#### REQUIRED TASK
Turn the data below into a Markdown table with the columns Row and Line, one numbered row per line and no rows for blank lines. Don't include the pictures.

.....

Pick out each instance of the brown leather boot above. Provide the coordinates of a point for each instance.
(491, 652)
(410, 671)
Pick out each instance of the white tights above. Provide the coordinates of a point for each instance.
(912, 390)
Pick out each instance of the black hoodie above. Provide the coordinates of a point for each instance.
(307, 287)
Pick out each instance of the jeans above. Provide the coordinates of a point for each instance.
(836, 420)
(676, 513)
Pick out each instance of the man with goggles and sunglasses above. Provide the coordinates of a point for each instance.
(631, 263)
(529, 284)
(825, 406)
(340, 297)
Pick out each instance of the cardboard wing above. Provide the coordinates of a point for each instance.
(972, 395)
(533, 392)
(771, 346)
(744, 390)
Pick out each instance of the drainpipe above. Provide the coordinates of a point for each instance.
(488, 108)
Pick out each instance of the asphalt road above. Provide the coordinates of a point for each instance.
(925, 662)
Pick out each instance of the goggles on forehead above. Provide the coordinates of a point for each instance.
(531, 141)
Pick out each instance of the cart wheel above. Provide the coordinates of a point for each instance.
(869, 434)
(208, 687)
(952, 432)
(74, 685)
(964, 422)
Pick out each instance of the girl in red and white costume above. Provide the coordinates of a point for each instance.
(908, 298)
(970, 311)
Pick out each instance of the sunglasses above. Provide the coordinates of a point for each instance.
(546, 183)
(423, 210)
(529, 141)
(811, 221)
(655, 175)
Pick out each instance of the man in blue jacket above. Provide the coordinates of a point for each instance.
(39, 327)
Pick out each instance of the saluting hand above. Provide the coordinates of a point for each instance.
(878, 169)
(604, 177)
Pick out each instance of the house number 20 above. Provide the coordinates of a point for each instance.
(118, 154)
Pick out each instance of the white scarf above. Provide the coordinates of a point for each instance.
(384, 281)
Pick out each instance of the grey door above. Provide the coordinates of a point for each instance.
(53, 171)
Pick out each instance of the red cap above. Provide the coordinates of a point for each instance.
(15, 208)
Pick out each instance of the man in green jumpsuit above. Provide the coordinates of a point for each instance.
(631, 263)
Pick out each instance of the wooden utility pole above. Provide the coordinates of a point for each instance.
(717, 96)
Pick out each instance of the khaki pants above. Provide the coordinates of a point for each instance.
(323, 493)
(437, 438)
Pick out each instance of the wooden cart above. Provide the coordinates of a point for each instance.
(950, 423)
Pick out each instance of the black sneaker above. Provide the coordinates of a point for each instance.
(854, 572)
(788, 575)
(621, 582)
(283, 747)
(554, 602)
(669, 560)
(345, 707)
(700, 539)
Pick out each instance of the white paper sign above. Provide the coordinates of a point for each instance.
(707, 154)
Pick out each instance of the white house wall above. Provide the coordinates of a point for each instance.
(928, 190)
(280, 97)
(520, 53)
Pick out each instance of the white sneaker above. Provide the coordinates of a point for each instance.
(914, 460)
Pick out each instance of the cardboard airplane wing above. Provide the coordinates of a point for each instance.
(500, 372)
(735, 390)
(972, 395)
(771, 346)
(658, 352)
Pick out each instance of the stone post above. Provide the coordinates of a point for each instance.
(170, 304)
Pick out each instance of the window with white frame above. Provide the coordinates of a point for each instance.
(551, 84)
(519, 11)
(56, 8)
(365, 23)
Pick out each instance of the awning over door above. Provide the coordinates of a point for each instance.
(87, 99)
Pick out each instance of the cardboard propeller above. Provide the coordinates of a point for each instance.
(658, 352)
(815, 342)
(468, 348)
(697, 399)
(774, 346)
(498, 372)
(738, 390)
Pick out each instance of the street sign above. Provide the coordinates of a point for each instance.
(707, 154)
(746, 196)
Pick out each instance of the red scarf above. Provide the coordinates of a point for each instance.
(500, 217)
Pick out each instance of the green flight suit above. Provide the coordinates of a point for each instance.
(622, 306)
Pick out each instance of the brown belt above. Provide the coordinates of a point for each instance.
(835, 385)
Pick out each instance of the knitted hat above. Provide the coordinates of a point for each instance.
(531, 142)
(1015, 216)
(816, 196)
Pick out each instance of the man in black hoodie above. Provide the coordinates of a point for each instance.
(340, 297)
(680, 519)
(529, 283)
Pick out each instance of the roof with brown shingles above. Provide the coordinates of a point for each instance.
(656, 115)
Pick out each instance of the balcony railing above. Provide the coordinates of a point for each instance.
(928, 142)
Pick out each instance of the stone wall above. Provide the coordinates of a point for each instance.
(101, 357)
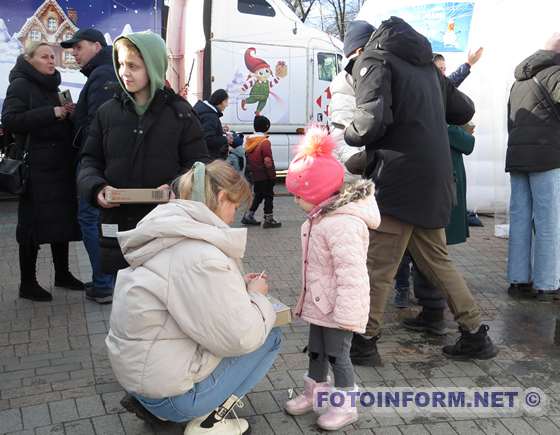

.....

#### RESULT
| Row | Line |
|---|---|
| 1 | Pick out each instance of the brown leather boot above. Provide the coordinates of a point for each instance. |
| 2 | (491, 652) |
| 3 | (410, 671) |
| 4 | Pick out each instance of the white tights above. Provide the coordinates of a point for each instance. |
| 5 | (912, 390) |
| 6 | Pick out each instance of the black hoodie above. Provide the coordinates of a point for each instance. |
| 7 | (307, 287) |
| 8 | Pick out each instance of the jeans above. Provide the coordinates of a point for each instance. |
| 9 | (836, 420) |
| 10 | (676, 513) |
| 11 | Pick out each instance of the man with goggles and sunglasses above. Provide the coordinates of a point for each instance. |
| 12 | (631, 263) |
| 13 | (529, 284) |
| 14 | (825, 406) |
| 15 | (340, 297) |
| 16 | Pick out each instance of the cardboard wing above. Provide the coordinates of a point for each instance. |
| 17 | (972, 395) |
| 18 | (533, 392) |
| 19 | (771, 346) |
| 20 | (744, 390) |
| 21 | Pick out each instance of the drainpipe above. Provide the coordinates of a point for each instance. |
| 22 | (488, 108) |
| 23 | Pick out each instance of the asphalt road above. Provide the coordinates of a point for each instance. |
| 24 | (925, 662) |
| 25 | Pick out each instance of the goggles on forehead above. Provide the coordinates of a point for each instance. |
| 26 | (531, 141) |
| 27 | Pick out each instance of the cart wheel above. Provide the coordinates of a point for each instance. |
| 28 | (869, 434) |
| 29 | (208, 687) |
| 30 | (952, 432) |
| 31 | (74, 685) |
| 32 | (964, 422) |
| 33 | Pick out each instance of the girl in red and white costume above. Provide the coordinates of a point for each instance. |
| 34 | (908, 298) |
| 35 | (970, 311) |
| 36 | Pick out each instance of the sunglasses above. Provide the coordinates of a point for each instance. |
| 37 | (546, 183) |
| 38 | (423, 210) |
| 39 | (529, 141) |
| 40 | (811, 221) |
| 41 | (655, 175) |
| 42 | Pick out each instance of the man in blue jacket above. Provide the coordinates of a point for each instance. |
| 43 | (39, 327) |
| 44 | Pick out each instance of the saluting hand above. Provide the coordinates of a point for each instance. |
| 45 | (878, 169) |
| 46 | (604, 177) |
| 47 | Pick out each instance of the house number 20 above. Provide the coordinates of a point for each instance. |
| 48 | (118, 154) |
| 49 | Pick out each instance of the white scarf above. Provide the coordinates of a point for each instance. |
| 50 | (384, 281) |
| 51 | Pick out each instance of the grey door above. Provide the coordinates of a point for each instance. |
| 52 | (53, 171) |
| 53 | Pick out each instance of the red cap above. Provide the coordinates of a point for each instance. |
| 54 | (15, 208) |
| 55 | Pick out each instance of the man in green jumpsuit above. Provide the coordinates of a point for each instance. |
| 56 | (631, 263) |
| 57 | Pick out each instance of the wooden utility pole above. Provide the coordinates of a point for each instance. |
| 58 | (717, 96) |
| 59 | Pick out each instance of the khaki pants above. Provide the coordinates of a point for each instance. |
| 60 | (323, 493) |
| 61 | (437, 438) |
| 62 | Pick out each instance of the wooden cart above. Provide the coordinates of a point for each instance. |
| 63 | (950, 423) |
| 64 | Pick out each instance of the black sneaker above. Provide the coordinates of a point for each instance. |
| 65 | (854, 572) |
| 66 | (788, 575) |
| 67 | (621, 582) |
| 68 | (283, 747) |
| 69 | (554, 602) |
| 70 | (669, 560) |
| 71 | (345, 707) |
| 72 | (700, 539) |
| 73 | Pick out each instance of the white paper sign above. Provide the coordinates of a point for each instance. |
| 74 | (707, 154) |
| 75 | Pick out each instance of the white house wall above. Provide the coordinates of a point for each instance. |
| 76 | (928, 190) |
| 77 | (280, 97) |
| 78 | (520, 53) |
| 79 | Pick out each instance of the white sneaker above. Provide the coordinates of a point for each instance. |
| 80 | (914, 460) |
| 81 | Pick out each instance of the cardboard airplane wing above. Provide the coordinates of a point for each instance. |
| 82 | (500, 372) |
| 83 | (735, 390) |
| 84 | (972, 395) |
| 85 | (771, 346) |
| 86 | (658, 352) |
| 87 | Pick out each instance of the stone post above. Provide the coordinates of a point for each instance. |
| 88 | (170, 304) |
| 89 | Pick out each instance of the window with white frame above. Provide the coordinates of a point for each instance. |
| 90 | (551, 84) |
| 91 | (519, 11) |
| 92 | (56, 8) |
| 93 | (365, 23) |
| 94 | Pick out each instance of the awning over door above. Provide the coordinates of a point for each instance. |
| 95 | (87, 99) |
| 96 | Pick out each instance of the cardboard propeller above. Provide the coordinates of a point for each instance. |
| 97 | (658, 352) |
| 98 | (815, 342) |
| 99 | (468, 348) |
| 100 | (697, 399) |
| 101 | (774, 346) |
| 102 | (498, 372) |
| 103 | (738, 390) |
| 104 | Pick out each instance of the street sign above. Provide the coordinates of a point for each instance. |
| 105 | (707, 154) |
| 106 | (746, 196) |
| 107 | Pick out each instance of the red scarf above. Provide the coordinates of a point for each instance. |
| 108 | (500, 217) |
| 109 | Pick out each instance of the green flight suit above. Provide the coordinates of a point for each instance. |
| 110 | (622, 306) |
| 111 | Pick out each instance of the brown belt above. Provide the coordinates of a point for each instance. |
| 112 | (835, 385) |
| 113 | Pick out each instance of the knitted hat above. Provide the coordinates of a point for each instance. |
| 114 | (531, 142) |
| 115 | (1015, 216) |
| 116 | (816, 196) |
| 117 | Pick out each instance of the man in black hoodie above. Provide the coordinates of a point for each instance. |
| 118 | (340, 297) |
| 119 | (680, 519) |
| 120 | (529, 283) |
| 121 | Pick out each instance of the roof with brown shingles above. Provide the coordinates of a point for each instance. |
| 122 | (656, 115) |
| 123 | Pick out each instance of the balcony railing above. Provide the coordinates of a point for each instance. |
| 124 | (928, 142) |
| 125 | Pick out each instance of the stone wall above. Provide the coordinates of a point for each instance. |
| 126 | (101, 357) |